- TEXT EXCERPT
-- Begin --

So excited to see this: Witness support on Metro for the PowerStore Platform! I recorded a quick video to show you why that matters.
Powerstore Metro
Dell has has metro support embedded into the Powerstore platform for some time now, but lacked support of a witness. I often get into discussions where people tend to think that not having a witness can cause split-brain scenarios. Actually it won’t, but there are some implications of not having a witness in a metro cluster.
Powerstore Metro has what we call a “preferred side” and a “non-preferred side”. By default one array is always the preferred one, but on a volume-based level you can actually change that as well, so I could have 50% of my volumes “preferred left” while the other 50% is “preferred right”.

-- End --

- DATASET EXTRACT
-- Begin --

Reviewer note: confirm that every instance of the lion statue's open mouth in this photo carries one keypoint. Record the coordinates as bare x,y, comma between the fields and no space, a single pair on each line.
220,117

-- End --

- TASKS TO CARRY OUT
a) Render this sentence from the PowerStore Metro text in Spanish: "Powerstore Metro has what we call a “preferred side” and a “non-preferred side”."
b) Answer from the PowerStore Metro text:
(i) What has Dell's metro support on the Powerstore platform lacked?
(ii) What do people tend to think that not having a witness can cause?
(iii) By default, how many arrays are always the preferred one?
c) Write the next part of the PowerStore Metro text, picking up after its final sentence.

- ANSWERS FOR THE EXERCISE
a) Powerstore Metro tiene lo que llamamos un «lado preferido» y un «lado no preferido».

b)
(i) Support of a witness.
(ii) Split-brain scenarios.
(iii) One.

c)
Next I would have to stretch my workloads over the two Powerstore locations (which we will call DC-A and DC-B). In the video I will use a stretched vSphere cluster. Within the cluster I define two groups of hosts: Hosts that below to DC-A and hosts that belong to DC-B. Next I add two VM group with rules that will tell the VMs in those groups “Should run on DC-A” and “Should run on DC-B” respectively. Sidedness: CHECK 🙂
Life without a Witness service
The stretched cluster with the metro volumes underneath will work, most importantly and they won’t ever split-brain. Why? Well this is where “preferred A and B” comes in.
As soon as a Powerstore looses contact with its counterpart, it will take action. Since it is unable to do a proper root-cause analysis (for now we will just consider the two cases of 1) interlink failure and 2) Array failure), it will proceed with degrading all “non-preferred” volumes to read-only. Both sides will behave the same: Anything non-preferred goes read-only. No split brain.
But was this the proper action? Well, in case of an interlink failure, yes. As both Powerstores continue to live in their respective datacenters, both can do read/writes. To avoid split brain the non-preferred volumes should indeed go into read-only.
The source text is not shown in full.